→ WHAT TO PRODUCE:
Reproduce the lines of the listing below verbatim, starting with the line that contains "Please tag the fence" and ending with the line that contains "column 530, row 336", including both of those lines.

→ INFORMATION SUPPLIED:
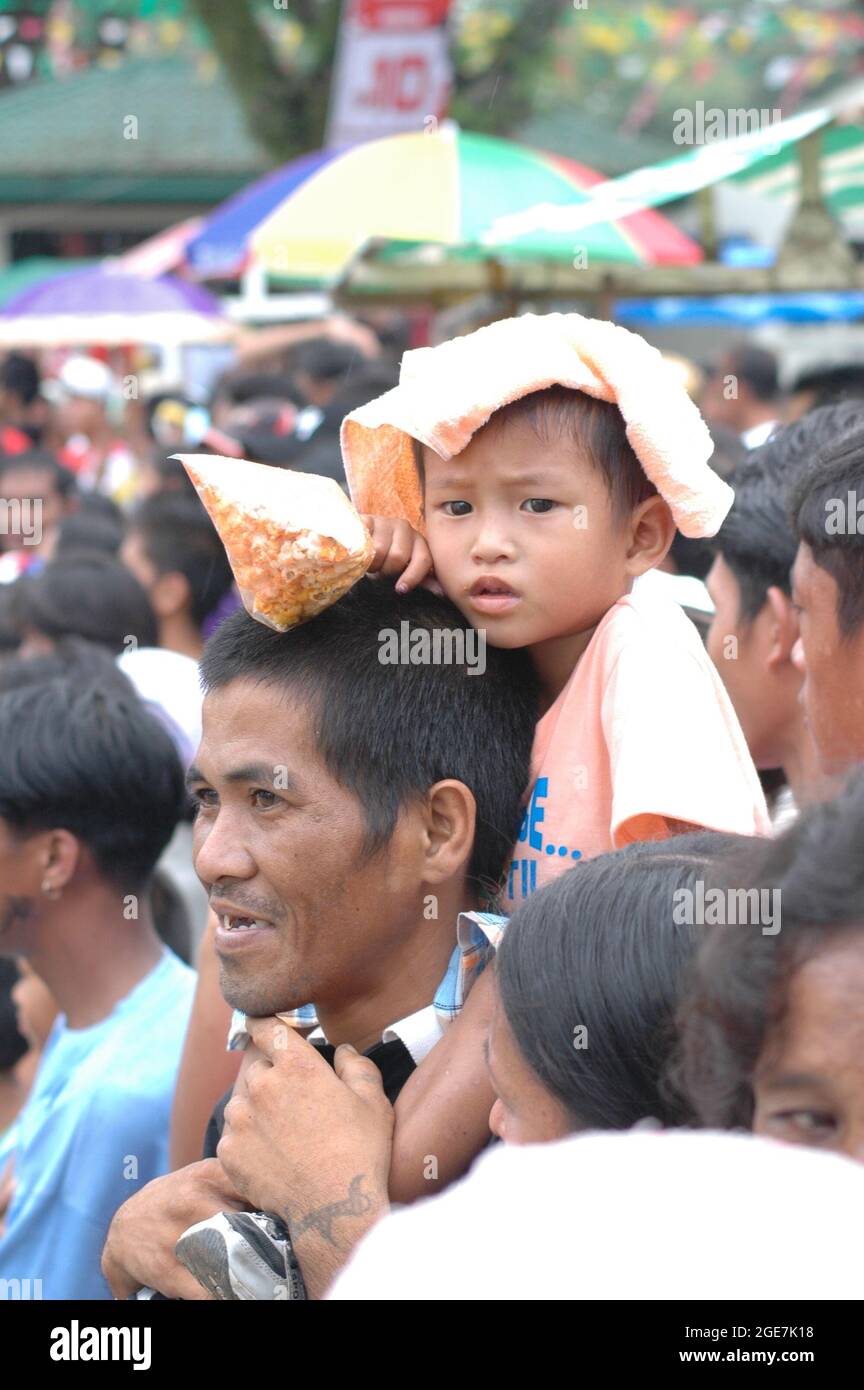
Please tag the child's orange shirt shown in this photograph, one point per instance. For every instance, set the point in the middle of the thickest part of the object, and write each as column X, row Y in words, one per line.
column 642, row 734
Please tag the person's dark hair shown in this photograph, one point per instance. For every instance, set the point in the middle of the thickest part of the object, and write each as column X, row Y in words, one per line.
column 739, row 986
column 599, row 948
column 82, row 531
column 95, row 763
column 831, row 384
column 596, row 427
column 104, row 509
column 391, row 731
column 325, row 360
column 756, row 540
column 836, row 474
column 239, row 388
column 85, row 595
column 757, row 369
column 178, row 537
column 13, row 1045
column 63, row 480
column 72, row 656
column 20, row 375
column 172, row 477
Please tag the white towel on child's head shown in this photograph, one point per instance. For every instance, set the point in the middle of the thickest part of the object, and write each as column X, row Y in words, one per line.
column 446, row 394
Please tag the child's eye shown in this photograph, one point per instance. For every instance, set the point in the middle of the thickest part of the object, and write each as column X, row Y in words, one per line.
column 809, row 1123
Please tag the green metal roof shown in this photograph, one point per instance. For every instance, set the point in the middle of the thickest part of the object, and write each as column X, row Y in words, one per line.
column 65, row 141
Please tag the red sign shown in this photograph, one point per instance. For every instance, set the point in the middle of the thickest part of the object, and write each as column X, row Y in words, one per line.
column 393, row 68
column 400, row 14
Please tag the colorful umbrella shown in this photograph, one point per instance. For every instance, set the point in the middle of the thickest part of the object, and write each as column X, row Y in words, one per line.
column 221, row 248
column 159, row 255
column 456, row 189
column 841, row 173
column 99, row 306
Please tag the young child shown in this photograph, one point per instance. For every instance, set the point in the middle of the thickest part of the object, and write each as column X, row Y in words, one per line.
column 538, row 467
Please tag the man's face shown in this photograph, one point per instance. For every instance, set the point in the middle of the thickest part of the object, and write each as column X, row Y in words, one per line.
column 135, row 558
column 511, row 521
column 832, row 666
column 809, row 1084
column 741, row 653
column 279, row 843
column 524, row 1111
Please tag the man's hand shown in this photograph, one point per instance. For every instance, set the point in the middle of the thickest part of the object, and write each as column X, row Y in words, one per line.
column 313, row 1144
column 399, row 549
column 139, row 1250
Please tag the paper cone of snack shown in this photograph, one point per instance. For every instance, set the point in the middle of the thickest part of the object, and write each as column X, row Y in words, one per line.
column 293, row 540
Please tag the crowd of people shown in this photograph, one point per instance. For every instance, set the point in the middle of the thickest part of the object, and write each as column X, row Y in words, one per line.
column 291, row 934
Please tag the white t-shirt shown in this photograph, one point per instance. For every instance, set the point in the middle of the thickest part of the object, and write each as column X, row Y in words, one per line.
column 628, row 1215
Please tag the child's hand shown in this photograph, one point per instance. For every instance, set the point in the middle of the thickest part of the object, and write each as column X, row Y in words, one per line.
column 399, row 549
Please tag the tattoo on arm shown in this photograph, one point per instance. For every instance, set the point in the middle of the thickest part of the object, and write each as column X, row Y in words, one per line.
column 321, row 1218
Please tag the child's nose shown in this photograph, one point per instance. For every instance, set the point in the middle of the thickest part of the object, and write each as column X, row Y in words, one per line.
column 491, row 544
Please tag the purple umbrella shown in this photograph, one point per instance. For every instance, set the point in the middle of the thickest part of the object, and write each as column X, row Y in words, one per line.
column 221, row 248
column 99, row 291
column 100, row 306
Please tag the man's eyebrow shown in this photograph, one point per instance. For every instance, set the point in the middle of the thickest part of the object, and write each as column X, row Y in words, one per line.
column 793, row 1082
column 249, row 772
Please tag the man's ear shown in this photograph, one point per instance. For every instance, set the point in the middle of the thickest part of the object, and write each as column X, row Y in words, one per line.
column 59, row 858
column 450, row 819
column 784, row 626
column 652, row 534
column 170, row 594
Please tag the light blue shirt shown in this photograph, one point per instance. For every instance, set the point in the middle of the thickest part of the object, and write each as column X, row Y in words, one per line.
column 93, row 1130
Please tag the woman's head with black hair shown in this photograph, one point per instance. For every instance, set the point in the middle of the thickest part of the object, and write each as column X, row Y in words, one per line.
column 754, row 627
column 589, row 977
column 88, row 765
column 89, row 595
column 773, row 1022
column 827, row 510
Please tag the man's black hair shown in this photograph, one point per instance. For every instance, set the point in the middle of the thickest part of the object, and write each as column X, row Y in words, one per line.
column 20, row 375
column 74, row 656
column 757, row 369
column 82, row 531
column 242, row 387
column 86, row 595
column 172, row 477
column 325, row 360
column 179, row 538
column 836, row 476
column 595, row 427
column 95, row 763
column 831, row 384
column 600, row 948
column 739, row 987
column 391, row 731
column 757, row 540
column 63, row 480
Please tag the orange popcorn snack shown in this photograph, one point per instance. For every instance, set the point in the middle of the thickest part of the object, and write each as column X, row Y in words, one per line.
column 293, row 540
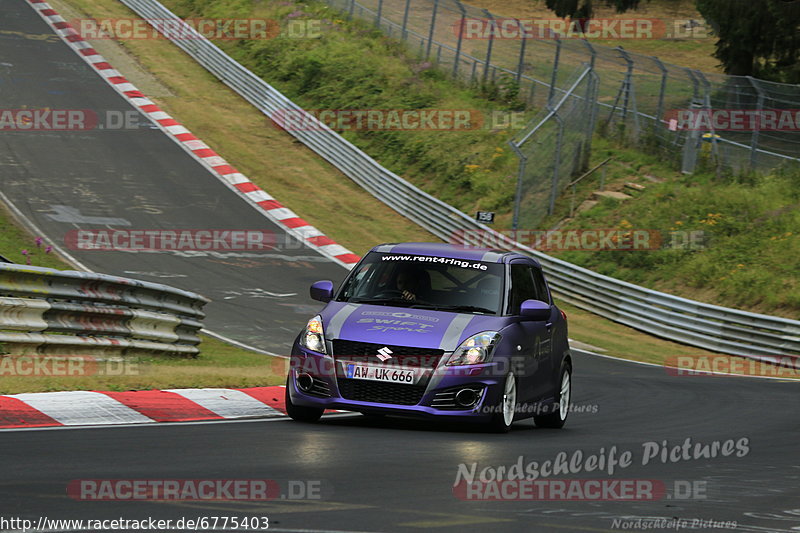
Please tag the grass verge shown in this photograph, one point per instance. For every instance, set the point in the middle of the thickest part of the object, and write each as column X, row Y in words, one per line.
column 219, row 365
column 293, row 174
column 696, row 53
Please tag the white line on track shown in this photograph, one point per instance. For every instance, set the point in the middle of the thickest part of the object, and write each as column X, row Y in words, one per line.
column 281, row 418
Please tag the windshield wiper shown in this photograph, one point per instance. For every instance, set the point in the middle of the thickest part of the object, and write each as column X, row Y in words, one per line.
column 465, row 308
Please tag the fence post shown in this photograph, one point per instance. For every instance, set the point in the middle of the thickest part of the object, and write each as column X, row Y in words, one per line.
column 378, row 14
column 433, row 27
column 489, row 47
column 520, row 175
column 629, row 99
column 521, row 62
column 553, row 78
column 591, row 102
column 461, row 24
column 692, row 138
column 592, row 53
column 707, row 105
column 556, row 162
column 756, row 130
column 404, row 29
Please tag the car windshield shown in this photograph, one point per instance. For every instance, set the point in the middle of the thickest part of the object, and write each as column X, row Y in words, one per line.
column 426, row 282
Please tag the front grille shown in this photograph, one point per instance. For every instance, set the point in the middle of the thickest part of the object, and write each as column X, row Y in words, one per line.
column 373, row 391
column 320, row 388
column 446, row 399
column 366, row 352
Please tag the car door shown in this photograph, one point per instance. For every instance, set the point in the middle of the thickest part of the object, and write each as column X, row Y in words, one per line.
column 530, row 336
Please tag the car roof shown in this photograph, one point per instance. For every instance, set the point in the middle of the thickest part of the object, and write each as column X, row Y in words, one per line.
column 455, row 251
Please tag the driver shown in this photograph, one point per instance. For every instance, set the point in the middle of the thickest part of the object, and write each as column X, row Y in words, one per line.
column 409, row 282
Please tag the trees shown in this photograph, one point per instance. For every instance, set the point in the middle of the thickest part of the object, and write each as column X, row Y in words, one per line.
column 756, row 38
column 759, row 38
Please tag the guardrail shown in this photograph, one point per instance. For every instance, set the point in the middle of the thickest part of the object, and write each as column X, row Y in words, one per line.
column 48, row 311
column 679, row 319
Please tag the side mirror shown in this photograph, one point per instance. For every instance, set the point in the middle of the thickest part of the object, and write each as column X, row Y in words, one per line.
column 535, row 310
column 322, row 291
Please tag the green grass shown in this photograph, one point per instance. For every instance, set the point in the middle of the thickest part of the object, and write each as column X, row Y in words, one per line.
column 218, row 365
column 749, row 256
column 285, row 168
column 749, row 263
column 14, row 240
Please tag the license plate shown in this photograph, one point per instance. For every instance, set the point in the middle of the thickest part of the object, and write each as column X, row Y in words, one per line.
column 381, row 373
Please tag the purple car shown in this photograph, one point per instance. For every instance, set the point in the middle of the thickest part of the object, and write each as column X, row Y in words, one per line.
column 435, row 330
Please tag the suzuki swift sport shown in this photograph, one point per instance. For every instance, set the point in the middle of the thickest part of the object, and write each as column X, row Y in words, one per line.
column 435, row 330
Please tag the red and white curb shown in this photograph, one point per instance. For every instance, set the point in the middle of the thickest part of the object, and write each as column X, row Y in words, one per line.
column 221, row 169
column 90, row 408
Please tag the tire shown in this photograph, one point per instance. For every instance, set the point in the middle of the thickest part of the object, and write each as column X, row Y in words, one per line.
column 506, row 406
column 558, row 417
column 298, row 412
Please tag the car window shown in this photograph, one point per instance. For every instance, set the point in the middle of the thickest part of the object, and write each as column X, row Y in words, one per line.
column 522, row 286
column 541, row 286
column 426, row 282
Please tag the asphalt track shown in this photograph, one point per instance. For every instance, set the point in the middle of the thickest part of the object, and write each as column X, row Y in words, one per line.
column 375, row 475
column 144, row 180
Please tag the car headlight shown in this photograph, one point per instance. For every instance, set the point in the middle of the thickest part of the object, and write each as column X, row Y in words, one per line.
column 313, row 338
column 476, row 349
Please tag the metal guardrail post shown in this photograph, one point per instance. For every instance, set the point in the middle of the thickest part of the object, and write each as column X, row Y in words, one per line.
column 432, row 29
column 493, row 27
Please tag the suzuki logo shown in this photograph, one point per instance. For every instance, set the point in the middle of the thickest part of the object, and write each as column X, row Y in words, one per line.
column 384, row 354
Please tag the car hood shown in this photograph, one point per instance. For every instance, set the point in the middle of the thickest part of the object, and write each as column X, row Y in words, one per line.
column 399, row 326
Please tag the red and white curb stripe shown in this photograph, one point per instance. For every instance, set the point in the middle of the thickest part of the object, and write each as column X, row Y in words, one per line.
column 90, row 408
column 235, row 180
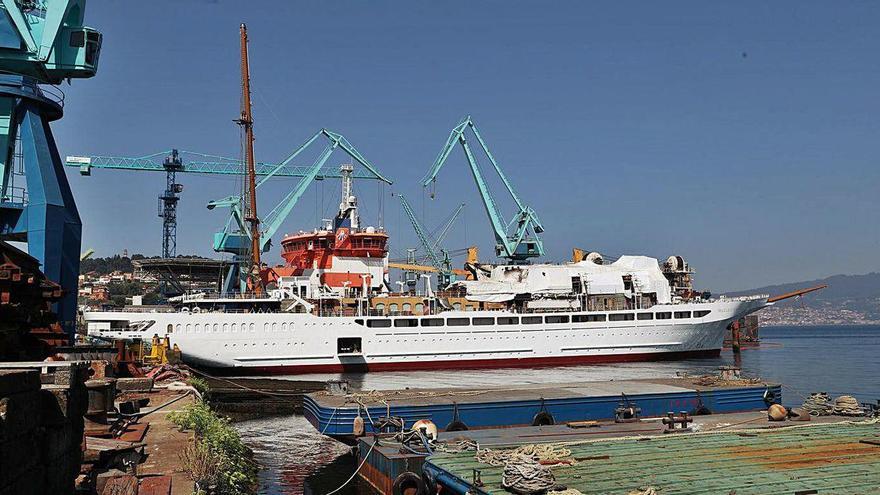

→ FINAL RESULT:
Please tag the fence post shown in this photograph, one point per instance. For every instance, set the point in the middle of the thickest part of the object, and write each as column X, row Y in words, one per line.
column 378, row 14
column 433, row 27
column 489, row 47
column 520, row 175
column 629, row 99
column 521, row 62
column 553, row 78
column 591, row 102
column 461, row 24
column 692, row 138
column 592, row 53
column 707, row 105
column 556, row 162
column 756, row 130
column 404, row 29
Please tag the car windshield shown in this photograph, one point per instance. For every instance, set the point in the middle of the thickest part of the object, and write each as column X, row Y in words, one per line.
column 426, row 282
Please tag the front grille shown in this photograph, one point per instance. For every instance, set the point in the middle of the thickest part of the object, and write each as column X, row Y in words, one per line.
column 373, row 391
column 320, row 388
column 446, row 399
column 366, row 352
Please tag the car door shown in this photograph, one point per instance. For every instance, set the point in the middle of the thickest part of the object, and write each as column X, row Y in words, one per line.
column 530, row 336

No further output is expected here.